REQUIRED WORK:
Among the entries below, please show each line that carries the word "field".

Natural language region descriptions:
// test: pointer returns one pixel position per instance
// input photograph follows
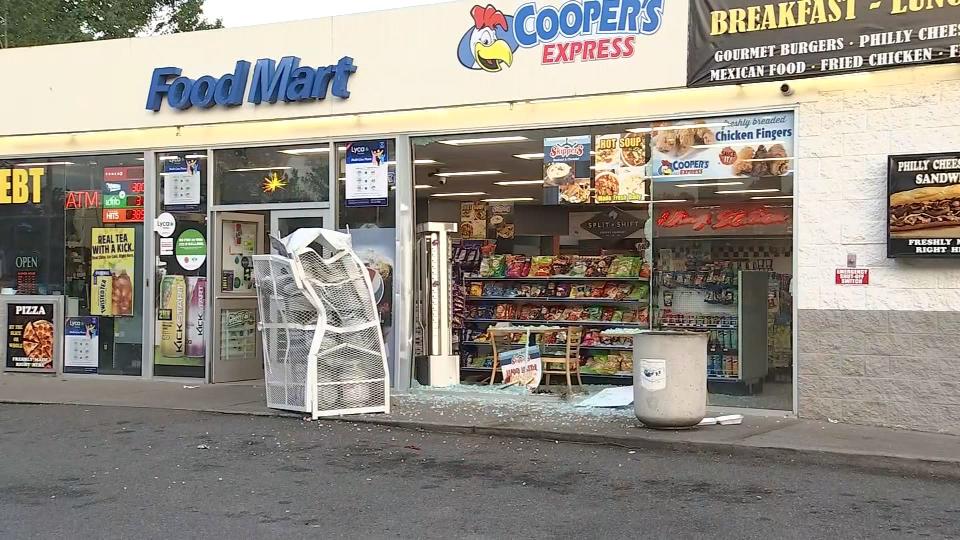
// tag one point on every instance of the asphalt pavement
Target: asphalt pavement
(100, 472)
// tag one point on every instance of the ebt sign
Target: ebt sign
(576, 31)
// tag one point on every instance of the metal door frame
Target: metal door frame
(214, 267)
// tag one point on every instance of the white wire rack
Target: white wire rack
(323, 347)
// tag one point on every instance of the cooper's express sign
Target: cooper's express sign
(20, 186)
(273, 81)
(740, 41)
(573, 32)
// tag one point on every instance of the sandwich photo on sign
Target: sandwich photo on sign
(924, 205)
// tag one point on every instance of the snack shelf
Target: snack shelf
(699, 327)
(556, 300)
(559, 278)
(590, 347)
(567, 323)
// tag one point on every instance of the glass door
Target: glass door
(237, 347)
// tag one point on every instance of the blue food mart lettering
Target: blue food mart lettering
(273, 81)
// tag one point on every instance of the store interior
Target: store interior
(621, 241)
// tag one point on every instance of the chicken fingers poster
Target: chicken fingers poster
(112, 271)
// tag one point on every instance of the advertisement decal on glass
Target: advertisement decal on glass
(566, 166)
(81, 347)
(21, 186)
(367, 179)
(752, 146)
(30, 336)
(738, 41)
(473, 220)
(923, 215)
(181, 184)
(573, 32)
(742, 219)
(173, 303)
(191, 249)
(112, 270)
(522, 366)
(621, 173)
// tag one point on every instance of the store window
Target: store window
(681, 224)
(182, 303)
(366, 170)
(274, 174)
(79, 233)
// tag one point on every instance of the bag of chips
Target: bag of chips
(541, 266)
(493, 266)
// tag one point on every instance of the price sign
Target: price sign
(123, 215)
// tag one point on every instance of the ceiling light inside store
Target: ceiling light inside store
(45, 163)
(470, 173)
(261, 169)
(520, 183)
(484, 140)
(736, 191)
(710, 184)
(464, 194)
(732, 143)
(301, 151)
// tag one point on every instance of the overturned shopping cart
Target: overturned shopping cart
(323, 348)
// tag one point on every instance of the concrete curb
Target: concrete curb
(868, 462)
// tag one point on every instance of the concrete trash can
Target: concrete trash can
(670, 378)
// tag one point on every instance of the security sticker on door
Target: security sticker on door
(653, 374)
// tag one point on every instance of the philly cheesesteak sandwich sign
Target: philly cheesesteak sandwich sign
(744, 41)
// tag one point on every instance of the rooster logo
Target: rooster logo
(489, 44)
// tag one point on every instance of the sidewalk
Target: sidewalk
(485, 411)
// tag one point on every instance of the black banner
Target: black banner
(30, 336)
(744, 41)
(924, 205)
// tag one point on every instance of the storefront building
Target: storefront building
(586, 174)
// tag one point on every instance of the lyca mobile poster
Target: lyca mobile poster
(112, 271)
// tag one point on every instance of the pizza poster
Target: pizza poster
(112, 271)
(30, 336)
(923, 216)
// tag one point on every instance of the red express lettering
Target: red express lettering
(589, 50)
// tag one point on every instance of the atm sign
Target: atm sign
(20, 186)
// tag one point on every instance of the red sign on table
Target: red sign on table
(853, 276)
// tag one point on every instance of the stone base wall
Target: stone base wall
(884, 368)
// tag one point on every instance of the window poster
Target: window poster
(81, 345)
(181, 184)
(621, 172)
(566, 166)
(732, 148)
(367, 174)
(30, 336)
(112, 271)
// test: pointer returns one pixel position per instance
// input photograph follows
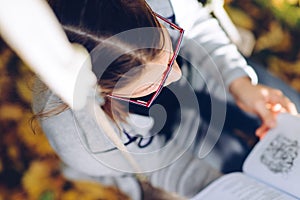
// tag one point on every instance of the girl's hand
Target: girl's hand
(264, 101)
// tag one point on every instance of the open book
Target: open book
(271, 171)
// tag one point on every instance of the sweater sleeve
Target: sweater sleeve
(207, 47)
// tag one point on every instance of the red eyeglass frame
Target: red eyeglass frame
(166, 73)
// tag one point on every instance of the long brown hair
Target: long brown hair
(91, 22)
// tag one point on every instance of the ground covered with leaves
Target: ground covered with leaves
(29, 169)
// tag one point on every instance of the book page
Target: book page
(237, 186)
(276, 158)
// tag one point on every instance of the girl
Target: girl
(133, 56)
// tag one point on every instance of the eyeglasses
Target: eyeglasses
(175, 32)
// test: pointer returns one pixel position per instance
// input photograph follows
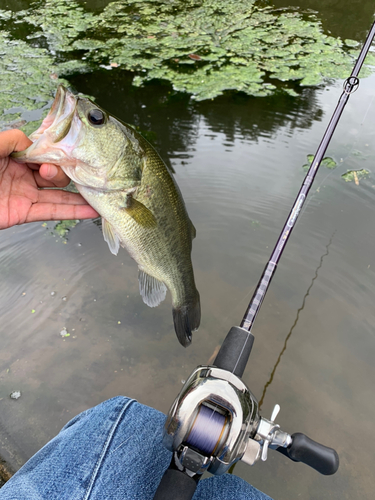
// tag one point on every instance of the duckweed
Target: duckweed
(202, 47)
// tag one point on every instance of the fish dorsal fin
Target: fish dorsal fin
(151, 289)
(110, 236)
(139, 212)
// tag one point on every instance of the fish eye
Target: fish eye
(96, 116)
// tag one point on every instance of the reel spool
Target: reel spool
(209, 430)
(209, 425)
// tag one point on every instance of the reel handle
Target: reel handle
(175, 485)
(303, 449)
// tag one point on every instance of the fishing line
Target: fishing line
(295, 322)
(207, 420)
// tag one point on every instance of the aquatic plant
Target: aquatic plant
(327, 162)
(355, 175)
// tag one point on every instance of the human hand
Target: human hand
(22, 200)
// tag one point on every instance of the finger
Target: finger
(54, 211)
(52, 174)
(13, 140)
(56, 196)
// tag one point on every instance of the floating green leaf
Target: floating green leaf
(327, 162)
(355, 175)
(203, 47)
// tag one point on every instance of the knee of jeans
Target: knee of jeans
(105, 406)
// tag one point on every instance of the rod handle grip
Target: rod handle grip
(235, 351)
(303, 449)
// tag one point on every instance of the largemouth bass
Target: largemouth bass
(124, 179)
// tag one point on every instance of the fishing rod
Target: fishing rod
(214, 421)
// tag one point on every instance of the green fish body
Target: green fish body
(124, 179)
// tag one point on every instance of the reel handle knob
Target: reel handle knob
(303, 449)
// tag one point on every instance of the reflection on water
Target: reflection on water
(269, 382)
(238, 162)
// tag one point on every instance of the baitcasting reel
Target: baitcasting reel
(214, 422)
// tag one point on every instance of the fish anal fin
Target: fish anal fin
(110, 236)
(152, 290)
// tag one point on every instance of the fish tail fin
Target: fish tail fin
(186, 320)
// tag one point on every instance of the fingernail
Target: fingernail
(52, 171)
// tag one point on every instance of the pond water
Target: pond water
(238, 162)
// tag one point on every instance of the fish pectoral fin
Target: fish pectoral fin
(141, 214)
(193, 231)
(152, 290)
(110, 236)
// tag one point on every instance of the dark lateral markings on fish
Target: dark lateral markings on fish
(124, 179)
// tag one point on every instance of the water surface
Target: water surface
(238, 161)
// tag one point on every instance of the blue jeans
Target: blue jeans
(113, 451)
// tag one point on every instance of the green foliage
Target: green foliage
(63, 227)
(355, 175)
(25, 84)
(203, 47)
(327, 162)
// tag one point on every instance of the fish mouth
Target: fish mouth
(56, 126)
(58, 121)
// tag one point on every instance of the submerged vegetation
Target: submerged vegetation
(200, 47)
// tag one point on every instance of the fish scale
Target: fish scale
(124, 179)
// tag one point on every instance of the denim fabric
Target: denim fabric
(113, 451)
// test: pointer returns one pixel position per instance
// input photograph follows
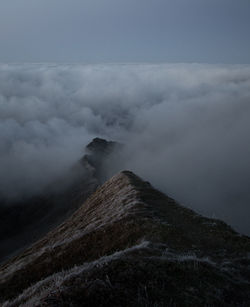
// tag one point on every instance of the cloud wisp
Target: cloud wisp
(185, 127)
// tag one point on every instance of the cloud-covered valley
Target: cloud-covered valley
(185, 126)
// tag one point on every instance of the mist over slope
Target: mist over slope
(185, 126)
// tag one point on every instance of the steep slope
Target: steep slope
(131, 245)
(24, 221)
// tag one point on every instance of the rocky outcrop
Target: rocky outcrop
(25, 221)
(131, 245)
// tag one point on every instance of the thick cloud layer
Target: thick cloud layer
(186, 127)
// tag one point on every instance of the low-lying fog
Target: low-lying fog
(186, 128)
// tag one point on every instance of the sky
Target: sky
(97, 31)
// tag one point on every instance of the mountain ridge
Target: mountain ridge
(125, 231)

==

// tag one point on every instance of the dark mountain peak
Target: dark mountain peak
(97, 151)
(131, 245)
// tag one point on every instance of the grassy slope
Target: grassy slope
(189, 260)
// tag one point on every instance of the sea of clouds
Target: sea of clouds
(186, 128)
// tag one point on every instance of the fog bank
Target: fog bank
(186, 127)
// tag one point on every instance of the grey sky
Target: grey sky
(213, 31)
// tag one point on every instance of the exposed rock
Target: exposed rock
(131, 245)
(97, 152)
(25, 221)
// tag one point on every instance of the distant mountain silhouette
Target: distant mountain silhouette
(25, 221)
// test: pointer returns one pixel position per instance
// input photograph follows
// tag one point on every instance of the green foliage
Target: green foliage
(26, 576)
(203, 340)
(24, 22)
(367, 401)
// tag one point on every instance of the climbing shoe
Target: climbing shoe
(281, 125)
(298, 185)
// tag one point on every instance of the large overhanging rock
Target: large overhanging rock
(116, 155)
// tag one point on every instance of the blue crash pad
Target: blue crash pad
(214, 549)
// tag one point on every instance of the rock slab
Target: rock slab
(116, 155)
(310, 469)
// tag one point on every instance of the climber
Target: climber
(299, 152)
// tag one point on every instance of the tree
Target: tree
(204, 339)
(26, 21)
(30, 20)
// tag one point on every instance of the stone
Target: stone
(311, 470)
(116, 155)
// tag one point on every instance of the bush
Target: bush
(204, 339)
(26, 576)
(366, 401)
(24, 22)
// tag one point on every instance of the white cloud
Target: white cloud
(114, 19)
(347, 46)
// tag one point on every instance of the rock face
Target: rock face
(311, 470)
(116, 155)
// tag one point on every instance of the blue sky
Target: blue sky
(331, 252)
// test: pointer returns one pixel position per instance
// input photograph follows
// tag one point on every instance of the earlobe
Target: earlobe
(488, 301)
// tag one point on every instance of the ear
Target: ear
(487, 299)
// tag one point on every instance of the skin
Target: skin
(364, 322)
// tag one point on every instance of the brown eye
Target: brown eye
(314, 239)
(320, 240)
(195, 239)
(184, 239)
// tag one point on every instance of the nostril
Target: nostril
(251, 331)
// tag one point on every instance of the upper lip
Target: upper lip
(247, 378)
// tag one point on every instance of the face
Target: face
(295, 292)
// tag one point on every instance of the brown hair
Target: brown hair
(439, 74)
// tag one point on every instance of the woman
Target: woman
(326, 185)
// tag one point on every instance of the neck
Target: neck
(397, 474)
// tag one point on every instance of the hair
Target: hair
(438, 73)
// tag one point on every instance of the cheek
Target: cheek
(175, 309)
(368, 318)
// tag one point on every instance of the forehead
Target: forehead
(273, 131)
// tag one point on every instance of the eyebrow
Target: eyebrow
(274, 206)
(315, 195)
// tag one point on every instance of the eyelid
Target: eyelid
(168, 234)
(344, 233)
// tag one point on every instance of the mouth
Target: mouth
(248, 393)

--

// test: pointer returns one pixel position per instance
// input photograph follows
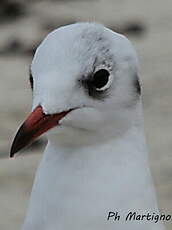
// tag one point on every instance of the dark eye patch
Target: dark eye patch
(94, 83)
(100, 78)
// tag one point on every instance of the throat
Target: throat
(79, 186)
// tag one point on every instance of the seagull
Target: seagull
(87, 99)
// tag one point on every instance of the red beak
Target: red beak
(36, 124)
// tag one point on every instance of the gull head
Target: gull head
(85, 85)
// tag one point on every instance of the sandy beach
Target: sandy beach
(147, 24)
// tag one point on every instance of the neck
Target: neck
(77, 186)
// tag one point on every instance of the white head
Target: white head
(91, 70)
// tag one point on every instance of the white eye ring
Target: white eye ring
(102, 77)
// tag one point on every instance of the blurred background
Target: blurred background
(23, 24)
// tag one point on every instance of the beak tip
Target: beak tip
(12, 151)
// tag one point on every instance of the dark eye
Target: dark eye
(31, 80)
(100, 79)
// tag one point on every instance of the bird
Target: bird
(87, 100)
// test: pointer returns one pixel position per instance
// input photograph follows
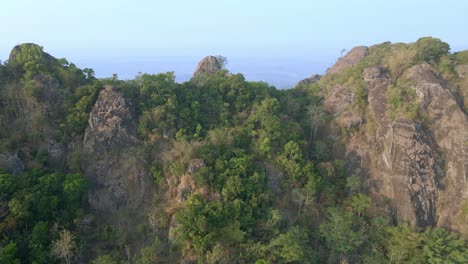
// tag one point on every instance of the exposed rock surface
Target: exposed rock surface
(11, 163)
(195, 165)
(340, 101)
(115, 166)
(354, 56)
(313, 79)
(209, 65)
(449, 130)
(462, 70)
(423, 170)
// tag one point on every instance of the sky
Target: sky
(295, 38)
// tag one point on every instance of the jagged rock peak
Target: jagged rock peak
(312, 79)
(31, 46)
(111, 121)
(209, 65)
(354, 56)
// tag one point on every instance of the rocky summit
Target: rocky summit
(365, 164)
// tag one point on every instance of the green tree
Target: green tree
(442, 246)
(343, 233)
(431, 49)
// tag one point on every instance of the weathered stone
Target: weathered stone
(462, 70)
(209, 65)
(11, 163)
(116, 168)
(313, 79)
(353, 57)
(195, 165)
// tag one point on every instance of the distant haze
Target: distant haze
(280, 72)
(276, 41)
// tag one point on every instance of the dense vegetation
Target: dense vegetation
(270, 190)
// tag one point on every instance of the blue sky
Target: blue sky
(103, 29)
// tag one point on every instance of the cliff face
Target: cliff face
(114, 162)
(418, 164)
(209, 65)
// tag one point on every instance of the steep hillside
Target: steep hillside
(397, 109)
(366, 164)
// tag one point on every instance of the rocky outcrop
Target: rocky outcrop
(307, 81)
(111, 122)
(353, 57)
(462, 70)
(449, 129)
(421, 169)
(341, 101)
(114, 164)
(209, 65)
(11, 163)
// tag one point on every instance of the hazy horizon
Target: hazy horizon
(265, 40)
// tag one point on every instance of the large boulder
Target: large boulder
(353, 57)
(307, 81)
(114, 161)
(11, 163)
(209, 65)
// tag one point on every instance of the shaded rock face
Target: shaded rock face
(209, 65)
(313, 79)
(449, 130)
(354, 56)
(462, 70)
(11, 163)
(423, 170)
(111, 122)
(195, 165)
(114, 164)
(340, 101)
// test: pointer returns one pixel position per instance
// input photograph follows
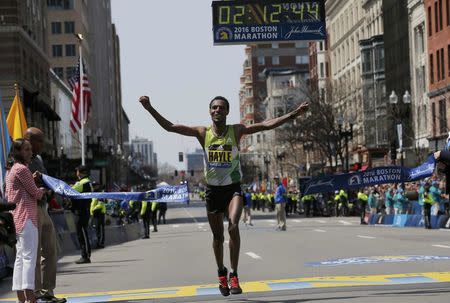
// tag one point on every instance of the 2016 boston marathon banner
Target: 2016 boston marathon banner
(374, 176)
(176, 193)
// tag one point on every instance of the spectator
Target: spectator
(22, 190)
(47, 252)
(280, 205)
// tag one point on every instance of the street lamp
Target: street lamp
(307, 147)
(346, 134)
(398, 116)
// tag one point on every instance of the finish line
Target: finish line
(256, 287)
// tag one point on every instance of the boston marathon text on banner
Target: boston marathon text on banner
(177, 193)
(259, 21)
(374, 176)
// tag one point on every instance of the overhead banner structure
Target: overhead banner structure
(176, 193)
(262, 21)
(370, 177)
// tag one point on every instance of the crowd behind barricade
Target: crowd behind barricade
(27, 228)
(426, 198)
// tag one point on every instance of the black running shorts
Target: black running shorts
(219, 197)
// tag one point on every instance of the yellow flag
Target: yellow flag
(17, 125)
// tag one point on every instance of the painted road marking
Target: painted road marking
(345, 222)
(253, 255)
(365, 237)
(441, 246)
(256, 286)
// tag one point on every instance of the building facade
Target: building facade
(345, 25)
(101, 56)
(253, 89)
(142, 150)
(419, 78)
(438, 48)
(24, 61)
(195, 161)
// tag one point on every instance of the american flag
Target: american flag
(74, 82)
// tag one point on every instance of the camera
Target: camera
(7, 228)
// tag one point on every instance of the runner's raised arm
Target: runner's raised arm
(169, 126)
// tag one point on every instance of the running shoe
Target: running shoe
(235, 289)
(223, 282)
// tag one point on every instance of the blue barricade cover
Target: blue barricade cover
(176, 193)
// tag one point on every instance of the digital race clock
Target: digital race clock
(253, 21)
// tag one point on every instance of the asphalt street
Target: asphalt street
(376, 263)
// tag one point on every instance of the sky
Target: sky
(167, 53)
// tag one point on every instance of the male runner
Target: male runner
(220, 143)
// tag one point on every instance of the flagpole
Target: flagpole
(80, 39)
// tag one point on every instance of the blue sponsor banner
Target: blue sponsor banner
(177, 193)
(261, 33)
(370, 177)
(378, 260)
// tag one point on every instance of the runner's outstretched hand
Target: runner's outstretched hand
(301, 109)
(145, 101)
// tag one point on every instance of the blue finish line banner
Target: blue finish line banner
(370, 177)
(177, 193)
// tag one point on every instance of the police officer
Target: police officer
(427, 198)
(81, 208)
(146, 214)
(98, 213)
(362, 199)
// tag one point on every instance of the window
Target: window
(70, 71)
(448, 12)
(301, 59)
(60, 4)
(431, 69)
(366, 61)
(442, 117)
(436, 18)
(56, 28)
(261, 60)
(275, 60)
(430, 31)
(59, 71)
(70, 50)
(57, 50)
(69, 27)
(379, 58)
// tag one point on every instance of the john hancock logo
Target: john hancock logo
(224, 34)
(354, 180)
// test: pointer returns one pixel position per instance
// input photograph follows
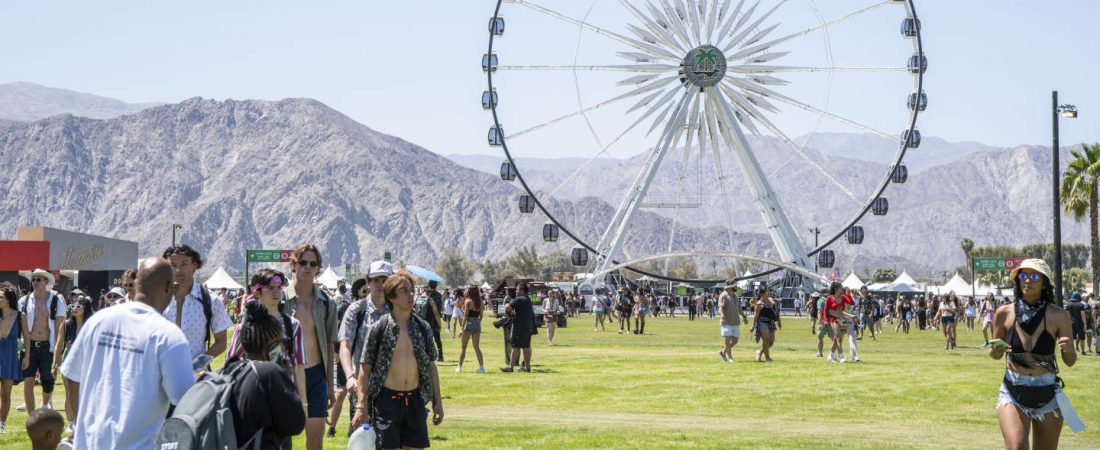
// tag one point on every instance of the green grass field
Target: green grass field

SOLUTION FOR THIS EXERCISE:
// tag one point on every instance of the green grass field
Target: green grass field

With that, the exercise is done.